Top of STORED DATA

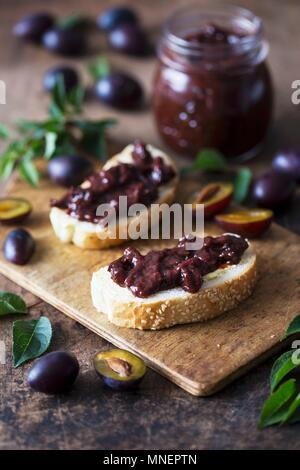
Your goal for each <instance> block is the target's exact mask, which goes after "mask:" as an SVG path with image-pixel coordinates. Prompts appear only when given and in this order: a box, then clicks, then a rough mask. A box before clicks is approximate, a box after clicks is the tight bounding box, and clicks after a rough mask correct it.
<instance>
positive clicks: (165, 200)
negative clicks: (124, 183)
mask: <svg viewBox="0 0 300 470" xmlns="http://www.w3.org/2000/svg"><path fill="white" fill-rule="evenodd" d="M148 148H149V150H150V152H151V154H152V155H154V156H158V155H159V156H161V157H162V158H163V159H164V160H165V161H166V162H167V163H168V164H169V165H171V166H172V167H173V168H174V170H175V172H176V176H175V177H174V179H173V180H172V181H171V182H170V183H168V184H166V185H162V186H160V189H159V198H158V199H157V200H156V201H154V203H155V204H163V203H166V204H171V203H172V202H173V201H174V199H175V193H176V187H177V184H178V179H179V178H178V172H177V168H176V166H175V164H174V162H173V161H172V159H171V158H170V157H169V156H168V155H166V154H165V153H164V152H162V151H160V150H159V149H157V148H155V147H153V146H151V145H148ZM132 150H133V146H132V145H128V146H127V147H125V149H124V150H123V151H122V152H121V153H119V154H117V155H115V156H114V157H112V158H111V159H110V160H108V162H107V163H106V164H105V165H104V167H103V169H104V170H107V169H108V168H110V167H112V166H114V165H117V164H118V163H119V162H124V163H131V162H132V157H131V152H132ZM83 184H85V183H83ZM144 216H146V217H147V218H148V220H149V221H150V216H151V215H150V208H149V209H148V208H147V209H146V210H145V214H144ZM49 217H50V221H51V224H52V227H53V230H54V232H55V234H56V236H57V237H58V238H59V239H60V240H61V241H62V242H63V243H74V245H76V246H78V247H80V248H85V249H89V250H99V249H104V248H109V247H112V246H116V245H120V244H122V243H124V242H125V241H126V240H128V239H129V236H128V225H127V224H126V227H125V230H124V229H123V233H126V232H127V238H124V237H122V238H119V237H118V233H119V226H118V227H117V229H116V232H117V233H116V236H115V234H113V236H110V235H109V233H108V230H107V229H106V228H103V227H101V225H99V224H93V223H91V222H84V221H81V220H77V219H75V218H74V217H71V216H70V215H68V214H67V213H66V212H65V211H64V210H63V209H59V208H58V207H52V209H51V210H50V214H49Z"/></svg>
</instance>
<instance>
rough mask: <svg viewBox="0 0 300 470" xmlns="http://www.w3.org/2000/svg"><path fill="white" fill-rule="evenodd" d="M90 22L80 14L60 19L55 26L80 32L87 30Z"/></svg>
mask: <svg viewBox="0 0 300 470" xmlns="http://www.w3.org/2000/svg"><path fill="white" fill-rule="evenodd" d="M90 24H91V21H90V20H89V18H87V17H86V16H83V15H82V14H80V13H73V14H72V15H69V16H66V17H65V18H61V19H59V20H58V21H57V26H58V27H59V28H60V29H76V30H82V29H85V28H87V26H88V25H90Z"/></svg>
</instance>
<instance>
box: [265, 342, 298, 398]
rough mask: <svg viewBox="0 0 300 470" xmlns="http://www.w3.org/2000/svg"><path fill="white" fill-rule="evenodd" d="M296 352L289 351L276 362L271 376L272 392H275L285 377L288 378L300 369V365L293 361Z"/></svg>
mask: <svg viewBox="0 0 300 470" xmlns="http://www.w3.org/2000/svg"><path fill="white" fill-rule="evenodd" d="M294 352H295V350H291V351H287V352H285V353H284V354H282V355H281V356H280V357H279V358H278V359H277V360H276V361H275V363H274V365H273V367H272V370H271V376H270V385H271V391H272V392H274V391H275V389H276V388H277V387H278V385H279V384H280V382H281V381H282V380H283V379H284V377H286V376H287V375H288V374H289V373H290V372H291V371H292V370H294V369H297V368H298V367H299V365H300V364H299V363H297V361H295V360H294V359H293V354H294Z"/></svg>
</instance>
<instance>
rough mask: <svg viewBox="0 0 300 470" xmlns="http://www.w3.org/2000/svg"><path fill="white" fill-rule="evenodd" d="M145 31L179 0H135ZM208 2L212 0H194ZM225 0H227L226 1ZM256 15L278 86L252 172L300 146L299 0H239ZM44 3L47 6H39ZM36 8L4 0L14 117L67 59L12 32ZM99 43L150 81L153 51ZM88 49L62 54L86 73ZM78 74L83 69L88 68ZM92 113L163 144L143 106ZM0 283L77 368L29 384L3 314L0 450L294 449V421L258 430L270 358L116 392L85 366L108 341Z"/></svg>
mask: <svg viewBox="0 0 300 470" xmlns="http://www.w3.org/2000/svg"><path fill="white" fill-rule="evenodd" d="M113 3H120V2H112V1H110V2H109V1H102V2H98V1H97V0H85V1H83V0H74V1H72V2H68V1H67V0H51V1H48V2H47V9H48V10H50V11H53V12H54V13H56V14H58V15H66V14H69V13H71V12H75V11H81V12H82V11H84V12H86V13H87V14H89V15H91V16H94V17H95V15H97V14H98V13H99V11H100V7H101V8H104V7H105V6H106V5H107V4H110V5H111V4H113ZM128 3H131V4H133V5H134V6H136V8H137V10H138V11H139V12H140V14H141V17H142V18H143V21H144V23H145V25H146V26H147V28H148V29H149V31H150V32H151V35H152V36H153V37H154V38H155V37H157V34H158V32H159V29H160V27H161V23H162V20H163V18H165V17H166V16H167V15H168V14H169V13H170V12H172V11H173V10H174V8H175V7H176V6H180V5H186V4H187V1H186V0H182V1H180V0H143V1H139V0H136V1H134V0H132V1H130V2H128ZM199 3H202V4H212V3H213V2H212V1H211V0H206V1H205V0H203V1H201V2H200V1H199ZM224 3H225V2H224ZM239 4H240V5H244V6H247V7H248V8H250V9H252V10H253V11H254V12H255V13H257V14H258V15H260V16H261V17H262V18H263V19H264V21H265V25H266V32H267V36H268V38H269V41H270V45H271V52H270V61H269V62H270V65H271V69H272V72H273V78H274V85H275V91H276V108H275V116H274V124H273V128H272V131H271V133H270V137H269V142H268V146H267V149H266V150H265V152H264V154H263V155H262V156H261V157H260V158H259V159H257V160H256V161H255V162H253V163H251V166H252V167H253V169H254V170H255V171H256V172H260V171H262V169H263V168H264V167H266V166H267V165H268V159H269V157H270V155H271V154H272V152H273V151H274V150H275V149H276V148H278V146H298V147H300V132H299V111H300V107H299V106H298V107H297V106H295V105H292V103H291V99H290V95H291V82H292V81H293V80H296V79H299V78H300V76H299V74H300V68H299V67H300V63H299V46H300V29H299V23H298V21H299V13H300V6H299V2H298V1H297V0H286V1H285V2H284V3H283V2H282V1H280V0H252V1H250V0H243V1H241V0H240V1H239ZM44 8H45V7H44ZM38 9H41V7H40V2H38V1H33V0H28V1H26V2H23V1H22V0H18V1H17V0H10V1H9V2H8V1H7V2H4V1H2V2H1V15H0V39H1V49H0V79H1V80H4V81H5V82H6V84H7V104H6V105H0V121H1V122H5V123H8V124H10V123H11V122H13V120H15V119H16V118H18V117H27V118H31V117H32V118H39V117H42V116H43V115H44V113H45V109H46V104H47V98H46V97H45V96H44V93H43V91H42V86H41V80H42V75H43V72H44V71H45V70H46V69H47V68H48V67H50V66H51V65H54V64H56V63H61V62H65V60H63V59H61V58H58V57H55V56H51V55H50V54H48V53H47V52H45V51H42V50H40V49H37V48H34V47H31V46H29V45H28V46H24V45H20V44H19V43H18V42H16V41H15V40H14V39H13V38H12V36H11V27H12V25H13V24H14V22H15V21H16V20H17V19H18V18H19V17H21V16H22V15H23V14H25V13H30V12H31V11H33V10H38ZM99 49H100V50H101V51H102V53H104V54H105V55H109V57H110V60H111V62H112V63H113V64H114V65H118V67H121V68H123V69H126V68H127V69H130V71H133V72H134V73H135V74H136V75H137V76H138V77H139V78H140V79H141V80H142V81H143V83H144V84H145V87H146V89H147V91H148V92H149V91H150V88H151V77H152V74H153V69H154V66H155V61H154V60H153V59H147V60H145V59H140V60H136V59H130V60H128V59H127V58H126V57H124V56H123V57H121V56H119V55H117V54H111V53H110V52H108V51H107V49H106V45H105V42H104V40H103V38H102V37H101V36H99ZM89 60H91V58H86V59H84V60H79V61H68V62H71V63H73V62H74V63H76V65H77V66H78V67H79V68H80V69H81V70H82V72H83V73H84V69H85V66H84V64H86V63H87V62H88V61H89ZM84 78H85V80H86V81H87V82H88V76H87V74H86V73H85V76H84ZM87 112H88V114H89V115H90V116H95V117H96V116H97V117H101V116H104V115H110V116H112V115H117V117H118V119H119V125H118V127H117V128H116V129H115V131H114V132H113V140H114V142H115V143H117V145H123V144H125V143H127V142H129V141H130V140H131V139H132V138H134V137H136V136H137V135H138V136H140V137H142V138H147V140H149V141H150V140H151V141H152V143H154V144H157V145H161V142H160V141H159V138H158V136H157V134H156V131H155V129H154V126H153V123H152V119H151V115H150V113H149V110H148V109H145V110H144V111H141V112H139V113H138V114H137V113H123V114H118V113H115V112H112V111H111V110H110V109H108V108H104V107H101V106H100V105H99V104H97V103H90V104H89V105H88V106H87ZM299 208H300V199H299V197H298V198H296V199H295V201H294V202H293V204H292V205H291V206H290V208H289V210H288V211H286V212H285V214H281V215H280V216H278V220H279V221H280V222H281V223H282V224H283V225H285V226H286V227H288V228H290V229H291V230H294V231H297V232H298V233H300V217H299ZM0 289H1V290H7V291H13V292H17V293H21V294H22V295H23V296H24V298H25V299H26V301H27V302H28V304H29V305H30V314H31V317H36V316H38V315H40V314H44V315H46V316H48V317H49V318H50V320H51V321H52V323H53V329H54V338H53V342H52V345H51V350H58V349H68V350H71V351H73V352H74V353H75V354H76V355H77V357H78V359H79V362H80V365H81V374H80V377H79V379H78V381H77V382H76V385H75V387H74V389H73V390H72V392H71V393H70V394H68V395H66V396H59V397H46V396H43V395H39V394H36V393H33V392H32V391H31V390H29V388H28V386H27V385H26V373H27V370H28V366H24V367H20V368H19V369H16V370H14V369H13V368H12V365H11V363H12V358H11V327H12V320H13V318H11V317H10V318H9V319H3V320H1V323H0V340H1V341H4V343H5V346H6V364H3V365H2V364H0V380H1V387H0V449H78V448H79V449H139V448H142V449H205V448H213V449H220V448H221V449H228V448H236V449H242V448H274V449H276V448H289V449H297V448H299V435H300V428H299V426H298V425H294V426H289V427H288V426H286V427H282V428H272V429H267V430H264V431H258V430H257V428H256V421H257V417H258V414H259V410H260V408H261V405H262V403H263V401H264V399H265V397H266V396H267V393H268V377H269V372H270V367H271V364H272V361H268V362H267V363H265V364H264V365H262V366H260V367H257V368H256V370H254V371H252V372H250V373H248V374H247V375H246V376H244V377H243V378H241V379H239V380H238V381H236V382H235V383H233V384H232V385H230V386H229V387H227V388H226V389H225V390H223V391H222V392H220V393H218V394H217V395H215V396H213V397H209V398H195V397H192V396H190V395H188V394H187V393H185V392H184V391H182V390H181V389H179V388H178V387H176V386H175V385H172V384H171V383H169V382H168V381H167V380H166V379H164V378H162V377H161V376H159V375H158V374H156V373H154V372H152V371H149V372H148V374H147V376H146V378H145V381H144V382H143V384H142V386H141V388H140V390H139V391H137V392H134V393H130V394H126V393H124V394H120V393H114V392H112V391H110V390H108V389H106V388H104V387H103V386H102V384H101V382H100V381H99V380H98V379H97V377H96V375H95V372H94V370H93V368H92V366H91V358H92V357H93V355H94V354H95V353H96V352H97V351H98V350H100V349H106V348H109V346H110V345H109V344H108V343H107V342H106V341H104V340H102V339H101V338H99V337H98V336H96V335H95V334H93V333H91V332H90V331H88V330H87V329H85V328H84V327H82V326H81V325H79V324H77V323H75V322H73V321H71V320H69V319H68V318H66V317H65V316H64V315H62V314H61V313H60V312H59V311H57V310H55V309H54V308H53V307H51V306H49V305H47V304H45V303H44V302H42V301H40V300H39V299H38V298H36V297H34V296H33V295H32V294H30V293H28V292H25V291H24V290H21V289H20V288H19V287H18V286H16V285H15V284H13V283H12V282H10V281H8V280H7V279H5V278H4V277H0Z"/></svg>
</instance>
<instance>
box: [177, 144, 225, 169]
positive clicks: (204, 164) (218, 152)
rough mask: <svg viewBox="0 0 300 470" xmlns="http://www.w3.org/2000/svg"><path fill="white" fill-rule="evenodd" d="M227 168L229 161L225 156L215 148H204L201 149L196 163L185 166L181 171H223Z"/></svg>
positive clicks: (196, 161)
mask: <svg viewBox="0 0 300 470" xmlns="http://www.w3.org/2000/svg"><path fill="white" fill-rule="evenodd" d="M226 168H227V162H226V160H225V158H224V156H223V155H222V154H221V153H220V152H218V150H214V149H210V148H207V149H203V150H201V151H200V152H199V153H198V155H197V157H196V160H195V161H194V163H192V165H191V166H189V167H185V168H183V169H182V170H181V171H182V173H183V174H185V173H190V172H191V171H205V172H210V171H218V172H222V171H224V170H225V169H226Z"/></svg>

Bottom of STORED DATA

THE TASK >> Print the lines from the one containing "positive clicks: (204, 164) (218, 152)" through the end of the material, word for word, and nothing else.

FINISHED EXERCISE >>
positive clicks: (204, 164) (218, 152)
rough mask: <svg viewBox="0 0 300 470" xmlns="http://www.w3.org/2000/svg"><path fill="white" fill-rule="evenodd" d="M227 168L229 161L225 156L215 148H204L201 149L196 163L185 166L181 171H223Z"/></svg>
positive clicks: (196, 161)
mask: <svg viewBox="0 0 300 470" xmlns="http://www.w3.org/2000/svg"><path fill="white" fill-rule="evenodd" d="M226 168H227V162H226V160H225V158H224V156H223V155H222V154H221V153H220V152H218V150H214V149H210V148H207V149H203V150H201V151H200V152H199V153H198V155H197V157H196V160H195V161H194V163H192V165H191V166H189V167H185V168H183V169H182V170H181V171H182V173H183V174H185V173H190V172H191V171H205V172H210V171H218V172H222V171H224V170H225V169H226Z"/></svg>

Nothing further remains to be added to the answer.